*PROBLEM TO WORK ON*
All of the entries below are to be retyped exactly.

Stored items:
━━━━━━━━━━
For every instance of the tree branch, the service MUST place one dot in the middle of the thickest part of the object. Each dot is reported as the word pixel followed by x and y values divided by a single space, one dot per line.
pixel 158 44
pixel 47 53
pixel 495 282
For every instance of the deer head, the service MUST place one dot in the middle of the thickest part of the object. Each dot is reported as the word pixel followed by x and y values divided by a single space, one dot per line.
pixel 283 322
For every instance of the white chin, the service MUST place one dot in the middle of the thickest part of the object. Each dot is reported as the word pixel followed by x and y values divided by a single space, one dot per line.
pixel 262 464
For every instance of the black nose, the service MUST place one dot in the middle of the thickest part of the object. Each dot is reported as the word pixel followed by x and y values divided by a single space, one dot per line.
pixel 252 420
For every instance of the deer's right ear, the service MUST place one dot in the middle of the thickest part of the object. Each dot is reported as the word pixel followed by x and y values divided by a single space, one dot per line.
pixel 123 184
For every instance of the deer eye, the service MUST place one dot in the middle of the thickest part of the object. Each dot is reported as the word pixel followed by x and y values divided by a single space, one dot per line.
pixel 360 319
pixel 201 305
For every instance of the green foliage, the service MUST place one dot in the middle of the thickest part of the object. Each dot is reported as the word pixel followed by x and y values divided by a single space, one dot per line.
━━━━━━━━━━
*SOLVED PROBLEM*
For every instance of the tree branch, the service MUST place one dot in the middle of the thickest part of the object. Each dot is reported as the word pixel followed by x and y values divided by a single space, one dot per line.
pixel 158 44
pixel 47 53
pixel 495 282
For every instance of the deer head, the service MUST place one dot in the middle of the thickest part of the object. Each dot is reported as the word pixel followed by x and y values divided by a single space, one dot per line.
pixel 283 322
For every instance of the white chin, the service MUST place one dot in the middle of the thickest part of the object. Each dot is reported as the word pixel followed by x and y values divided by a single space, one dot per line.
pixel 262 464
For every instance of the black nose, the service MUST place one dot in the middle of the thickest part of the object. Each dot is reported as the word pixel followed by x and y values divided by a single space, one dot per line.
pixel 252 420
For every instance of the deer's right ear, the service MUST place one dot in the middle of the thickest part of the object. Each dot is reported as the word pixel followed by x and y values divided by a single space, one dot per line.
pixel 123 184
For every instance of the deer eye, the service MUST place one dot in the middle of the thickest part of the object. Each dot is reported as the word pixel followed by x and y values divided by a single space, one dot per line.
pixel 360 319
pixel 201 305
For every instance of the green foliage, the service MUST place one dot in the middle of the thickest part of the object. Each dot is reported as the word pixel followed by x and y values divided by a single space, one dot per line.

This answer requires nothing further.